### Extract
◆ ◆ ◆

If a cut-off valve must be installed between the separator and the flowmeter, a full-port valve should be considered.
To minimize the pressure drop across the flowmeter, (Pm), it may be necessary to use a larger flowmeter than normally needed. Because of the high rangeability of the Coriolis flowmeter, flow measurement accuracy can still be achieved even at very low flow rates.
The minimum vertical height between the Coriolis meter and the liquid level in the test separator can now be estimated from:
Hmin = 2.3 x (Pp + Pm)/Do
where:
Hmin is in ft
Pp and Pm are in psi
Do is in g/cc
To illustrate this design, consider an application in which a 3-in. Coriolis flowmeter is installed at the separator outlet. Assuming a maximum fluid flow rate of 6,000 b/d and fluid viscosity of 1 cp, the pressure drop across the Coriolis flow meter (Pm) is calculated to be 1.1 psi.
It is further assumed that the total equivalent length of the pressure drops through the 3-in. diameter connecting pipe and other piping elements (elbows, valve, etc.) is 20 ft.
The piping pressure (Pp) drop is calculated to be 0.7 psi. Therefore, the required static pressure head (Ps) must not be less than 1.8 psi. For a 26 API oil (Do = 0.8975 g/cc), the Coriolis flowmeter must be installed at least 4.6 ft below the liquid level in the separator to prevent the solution gas from flashing off in the meter.
Another method to prevent gas flashing raises the liquid pressure above the separator pressure by installing a charge pump upstream of the flowmeter. Although a limited approach, it effectively boosts pressure and has been successful in several installations.
FLUID DENSITIES
The NOC requires that oil and water densities in the product stream not vary significantly with time. For an individual well, this is generally the case.

◆ ◆ ◆

### Extracted information
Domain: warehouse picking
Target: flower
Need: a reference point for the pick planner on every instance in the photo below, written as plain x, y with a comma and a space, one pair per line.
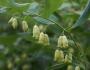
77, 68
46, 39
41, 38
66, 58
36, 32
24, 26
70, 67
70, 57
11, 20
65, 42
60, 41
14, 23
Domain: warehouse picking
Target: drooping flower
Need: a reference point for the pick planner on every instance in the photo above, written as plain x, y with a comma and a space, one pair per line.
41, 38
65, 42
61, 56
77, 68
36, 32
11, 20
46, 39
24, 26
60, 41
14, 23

◆ ◆ ◆

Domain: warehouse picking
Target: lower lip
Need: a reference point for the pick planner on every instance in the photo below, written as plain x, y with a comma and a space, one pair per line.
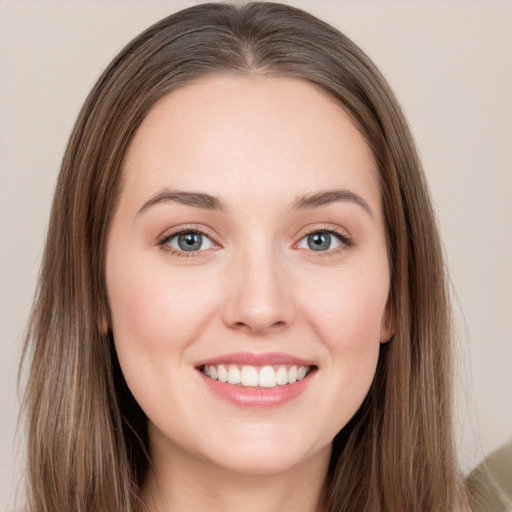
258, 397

◆ ◆ ◆

### What needs to be done
Rewrite the stretch of the Coriolis flowmeter text from "The minimum vertical" through "be 1.1 psi.", using "vessel" wherever "separator" appears.

### Response for this exercise
The minimum vertical height between the Coriolis meter and the liquid level in the test vessel can now be estimated from:
Hmin = 2.3 x (Pp + Pm)/Do
where:
Hmin is in ft
Pp and Pm are in psi
Do is in g/cc
To illustrate this design, consider an application in which a 3-in. Coriolis flowmeter is installed at the vessel outlet. Assuming a maximum fluid flow rate of 6,000 b/d and fluid viscosity of 1 cp, the pressure drop across the Coriolis flow meter (Pm) is calculated to be 1.1 psi.